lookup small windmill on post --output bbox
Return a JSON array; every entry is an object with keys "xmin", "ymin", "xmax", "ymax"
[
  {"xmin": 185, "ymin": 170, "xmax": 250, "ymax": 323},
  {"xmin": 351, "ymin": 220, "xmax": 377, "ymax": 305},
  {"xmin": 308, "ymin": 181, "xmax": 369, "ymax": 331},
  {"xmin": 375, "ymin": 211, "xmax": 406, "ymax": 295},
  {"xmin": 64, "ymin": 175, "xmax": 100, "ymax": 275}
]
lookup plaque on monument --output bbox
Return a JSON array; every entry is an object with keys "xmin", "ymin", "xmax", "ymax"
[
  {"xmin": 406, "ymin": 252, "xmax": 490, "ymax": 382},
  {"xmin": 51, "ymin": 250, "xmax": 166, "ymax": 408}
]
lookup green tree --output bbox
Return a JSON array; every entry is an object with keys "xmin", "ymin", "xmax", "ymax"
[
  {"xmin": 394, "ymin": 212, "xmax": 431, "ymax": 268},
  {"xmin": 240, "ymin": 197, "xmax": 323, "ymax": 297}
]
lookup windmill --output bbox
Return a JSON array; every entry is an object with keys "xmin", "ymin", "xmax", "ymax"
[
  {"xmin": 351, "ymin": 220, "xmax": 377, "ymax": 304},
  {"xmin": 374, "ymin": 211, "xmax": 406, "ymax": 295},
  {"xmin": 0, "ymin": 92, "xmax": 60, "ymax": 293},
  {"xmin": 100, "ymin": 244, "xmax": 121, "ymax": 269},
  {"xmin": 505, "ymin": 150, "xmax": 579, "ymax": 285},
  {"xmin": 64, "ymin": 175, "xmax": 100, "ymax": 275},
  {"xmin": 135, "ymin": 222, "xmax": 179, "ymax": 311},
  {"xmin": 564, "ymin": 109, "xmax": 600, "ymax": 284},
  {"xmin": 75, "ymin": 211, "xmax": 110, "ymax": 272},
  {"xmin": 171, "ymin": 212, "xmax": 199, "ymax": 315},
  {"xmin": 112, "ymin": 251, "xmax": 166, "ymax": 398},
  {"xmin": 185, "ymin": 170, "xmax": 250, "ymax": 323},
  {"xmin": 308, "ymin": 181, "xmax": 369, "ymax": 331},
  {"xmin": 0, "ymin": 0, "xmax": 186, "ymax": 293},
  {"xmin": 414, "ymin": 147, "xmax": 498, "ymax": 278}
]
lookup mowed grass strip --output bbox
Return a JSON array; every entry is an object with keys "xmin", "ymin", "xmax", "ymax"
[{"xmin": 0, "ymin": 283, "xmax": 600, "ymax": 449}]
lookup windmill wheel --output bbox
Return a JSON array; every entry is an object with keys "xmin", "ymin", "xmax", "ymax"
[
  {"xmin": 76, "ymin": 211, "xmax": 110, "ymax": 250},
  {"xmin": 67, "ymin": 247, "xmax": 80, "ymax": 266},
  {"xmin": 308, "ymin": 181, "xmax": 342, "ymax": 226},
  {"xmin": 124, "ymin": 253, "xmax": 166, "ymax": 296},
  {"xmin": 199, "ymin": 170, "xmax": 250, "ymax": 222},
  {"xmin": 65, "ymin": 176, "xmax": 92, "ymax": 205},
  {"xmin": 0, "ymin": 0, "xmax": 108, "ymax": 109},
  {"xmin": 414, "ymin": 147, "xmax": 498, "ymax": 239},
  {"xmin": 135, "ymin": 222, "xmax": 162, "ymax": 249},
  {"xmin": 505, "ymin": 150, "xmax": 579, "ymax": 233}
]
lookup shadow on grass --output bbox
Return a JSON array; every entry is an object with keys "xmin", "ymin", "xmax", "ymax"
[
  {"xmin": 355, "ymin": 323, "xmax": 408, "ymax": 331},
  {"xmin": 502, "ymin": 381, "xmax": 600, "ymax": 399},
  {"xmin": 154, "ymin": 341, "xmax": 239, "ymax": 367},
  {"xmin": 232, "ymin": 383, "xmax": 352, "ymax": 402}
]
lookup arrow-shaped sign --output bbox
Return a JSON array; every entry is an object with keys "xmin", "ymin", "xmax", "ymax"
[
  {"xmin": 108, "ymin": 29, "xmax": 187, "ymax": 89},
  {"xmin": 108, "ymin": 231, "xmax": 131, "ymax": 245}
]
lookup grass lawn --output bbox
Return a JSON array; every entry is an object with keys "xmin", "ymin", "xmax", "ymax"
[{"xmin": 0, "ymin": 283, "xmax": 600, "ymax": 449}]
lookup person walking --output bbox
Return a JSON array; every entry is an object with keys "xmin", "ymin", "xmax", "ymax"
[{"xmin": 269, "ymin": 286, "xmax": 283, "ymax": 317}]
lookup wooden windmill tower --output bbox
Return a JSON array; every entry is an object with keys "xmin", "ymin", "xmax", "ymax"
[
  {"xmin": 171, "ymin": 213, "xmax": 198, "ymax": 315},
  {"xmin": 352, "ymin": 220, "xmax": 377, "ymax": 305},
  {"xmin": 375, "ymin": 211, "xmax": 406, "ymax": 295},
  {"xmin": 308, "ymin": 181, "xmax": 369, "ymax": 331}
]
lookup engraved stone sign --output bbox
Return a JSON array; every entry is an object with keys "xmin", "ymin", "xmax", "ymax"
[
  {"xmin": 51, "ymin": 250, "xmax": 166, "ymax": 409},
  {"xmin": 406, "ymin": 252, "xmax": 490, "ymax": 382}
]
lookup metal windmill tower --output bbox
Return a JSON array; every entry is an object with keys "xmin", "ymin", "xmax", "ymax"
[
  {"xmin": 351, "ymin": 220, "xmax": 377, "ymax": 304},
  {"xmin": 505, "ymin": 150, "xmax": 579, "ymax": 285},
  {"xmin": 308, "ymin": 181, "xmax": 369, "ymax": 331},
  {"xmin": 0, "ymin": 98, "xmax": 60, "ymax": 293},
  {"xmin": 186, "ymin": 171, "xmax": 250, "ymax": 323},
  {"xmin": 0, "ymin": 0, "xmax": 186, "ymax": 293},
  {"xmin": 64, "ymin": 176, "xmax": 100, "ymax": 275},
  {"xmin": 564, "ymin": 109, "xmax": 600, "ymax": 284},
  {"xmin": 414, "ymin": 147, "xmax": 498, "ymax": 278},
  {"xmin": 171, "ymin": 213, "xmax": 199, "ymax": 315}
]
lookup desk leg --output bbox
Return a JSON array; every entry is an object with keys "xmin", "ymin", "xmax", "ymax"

--- TASK REQUIREMENTS ---
Copy each entry exactly, with nothing added or dropped.

--- EXERCISE RESPONSE ---
lookup small windmill on post --output bbox
Return a JSON array; every entry is an object with keys "xmin", "ymin", "xmax", "ymax"
[
  {"xmin": 185, "ymin": 170, "xmax": 250, "ymax": 323},
  {"xmin": 351, "ymin": 220, "xmax": 377, "ymax": 305},
  {"xmin": 308, "ymin": 181, "xmax": 369, "ymax": 331},
  {"xmin": 375, "ymin": 211, "xmax": 406, "ymax": 295},
  {"xmin": 64, "ymin": 175, "xmax": 100, "ymax": 275}
]
lookup plaque on monument --output bbox
Return a JSON array; every entry is an object with keys "xmin", "ymin", "xmax", "ymax"
[
  {"xmin": 406, "ymin": 252, "xmax": 490, "ymax": 382},
  {"xmin": 51, "ymin": 250, "xmax": 166, "ymax": 408}
]
lookup green tree --output bbox
Return a JSON array; every entry is an object with keys "xmin", "ymin", "xmax", "ymax"
[
  {"xmin": 394, "ymin": 212, "xmax": 431, "ymax": 268},
  {"xmin": 240, "ymin": 197, "xmax": 323, "ymax": 297}
]
lookup windmill --output bbox
Return a JSON array; every entry is an object with keys "xmin", "ymin", "xmax", "ymax"
[
  {"xmin": 351, "ymin": 220, "xmax": 377, "ymax": 304},
  {"xmin": 374, "ymin": 211, "xmax": 406, "ymax": 295},
  {"xmin": 0, "ymin": 92, "xmax": 60, "ymax": 293},
  {"xmin": 100, "ymin": 244, "xmax": 121, "ymax": 269},
  {"xmin": 505, "ymin": 150, "xmax": 579, "ymax": 285},
  {"xmin": 64, "ymin": 175, "xmax": 100, "ymax": 275},
  {"xmin": 135, "ymin": 222, "xmax": 179, "ymax": 311},
  {"xmin": 564, "ymin": 109, "xmax": 600, "ymax": 284},
  {"xmin": 75, "ymin": 211, "xmax": 110, "ymax": 272},
  {"xmin": 171, "ymin": 212, "xmax": 199, "ymax": 315},
  {"xmin": 112, "ymin": 251, "xmax": 166, "ymax": 398},
  {"xmin": 185, "ymin": 170, "xmax": 250, "ymax": 323},
  {"xmin": 308, "ymin": 181, "xmax": 369, "ymax": 331},
  {"xmin": 0, "ymin": 0, "xmax": 186, "ymax": 293},
  {"xmin": 414, "ymin": 147, "xmax": 498, "ymax": 278}
]
lookup mowed grass strip --output bbox
Return a JSON array; every entry is an object with keys "xmin", "ymin", "xmax", "ymax"
[{"xmin": 0, "ymin": 283, "xmax": 600, "ymax": 449}]
lookup windmill wheel --output bbox
Return a JSON array; every entry is an object with keys "xmin", "ymin", "xmax", "ymax"
[
  {"xmin": 76, "ymin": 211, "xmax": 110, "ymax": 250},
  {"xmin": 67, "ymin": 247, "xmax": 80, "ymax": 266},
  {"xmin": 308, "ymin": 181, "xmax": 342, "ymax": 226},
  {"xmin": 124, "ymin": 253, "xmax": 166, "ymax": 296},
  {"xmin": 199, "ymin": 170, "xmax": 250, "ymax": 222},
  {"xmin": 65, "ymin": 176, "xmax": 92, "ymax": 205},
  {"xmin": 0, "ymin": 0, "xmax": 108, "ymax": 109},
  {"xmin": 414, "ymin": 147, "xmax": 498, "ymax": 239},
  {"xmin": 135, "ymin": 222, "xmax": 162, "ymax": 249},
  {"xmin": 505, "ymin": 150, "xmax": 579, "ymax": 233}
]
lookup shadow on grass --output bbox
Return a JSON array; every entry is an object with keys "xmin", "ymin", "xmax", "ymax"
[
  {"xmin": 355, "ymin": 323, "xmax": 408, "ymax": 331},
  {"xmin": 502, "ymin": 381, "xmax": 600, "ymax": 399},
  {"xmin": 154, "ymin": 341, "xmax": 239, "ymax": 367},
  {"xmin": 232, "ymin": 383, "xmax": 352, "ymax": 402}
]
lookup arrow-shaped sign --output bbox
Return a JSON array; every entry is an object with keys "xmin", "ymin", "xmax", "ymax"
[
  {"xmin": 108, "ymin": 29, "xmax": 187, "ymax": 89},
  {"xmin": 108, "ymin": 231, "xmax": 131, "ymax": 245}
]
lookup grass lawn --output bbox
Return a JSON array; every entry is an object with keys "xmin", "ymin", "xmax", "ymax"
[{"xmin": 0, "ymin": 283, "xmax": 600, "ymax": 449}]
lookup person walking --output bbox
Return a JSON array; every entry is an object with keys "xmin", "ymin", "xmax", "ymax"
[{"xmin": 269, "ymin": 286, "xmax": 283, "ymax": 317}]
lookup wooden windmill tower --output bbox
Return a JSON array; every entry is an object with keys "xmin", "ymin", "xmax", "ymax"
[
  {"xmin": 171, "ymin": 213, "xmax": 198, "ymax": 315},
  {"xmin": 352, "ymin": 220, "xmax": 377, "ymax": 305},
  {"xmin": 375, "ymin": 211, "xmax": 406, "ymax": 295},
  {"xmin": 308, "ymin": 181, "xmax": 369, "ymax": 331}
]
lookup engraved stone sign --output bbox
Return a JSON array; every entry is an object with keys "xmin", "ymin", "xmax", "ymax"
[
  {"xmin": 51, "ymin": 250, "xmax": 166, "ymax": 409},
  {"xmin": 406, "ymin": 252, "xmax": 490, "ymax": 382}
]
lookup metal windmill tower --output bbox
Return a JSON array; every entry is an object with keys "xmin", "ymin", "xmax", "ymax"
[
  {"xmin": 351, "ymin": 220, "xmax": 377, "ymax": 304},
  {"xmin": 505, "ymin": 150, "xmax": 579, "ymax": 285},
  {"xmin": 308, "ymin": 181, "xmax": 369, "ymax": 331},
  {"xmin": 0, "ymin": 98, "xmax": 60, "ymax": 293},
  {"xmin": 186, "ymin": 171, "xmax": 250, "ymax": 323},
  {"xmin": 0, "ymin": 0, "xmax": 186, "ymax": 293},
  {"xmin": 64, "ymin": 176, "xmax": 100, "ymax": 275},
  {"xmin": 564, "ymin": 109, "xmax": 600, "ymax": 284},
  {"xmin": 414, "ymin": 147, "xmax": 498, "ymax": 278},
  {"xmin": 171, "ymin": 213, "xmax": 199, "ymax": 315}
]
lookup desk leg --output bbox
Return a JSON array; every entry is an object with keys "xmin", "ymin", "xmax", "ymax"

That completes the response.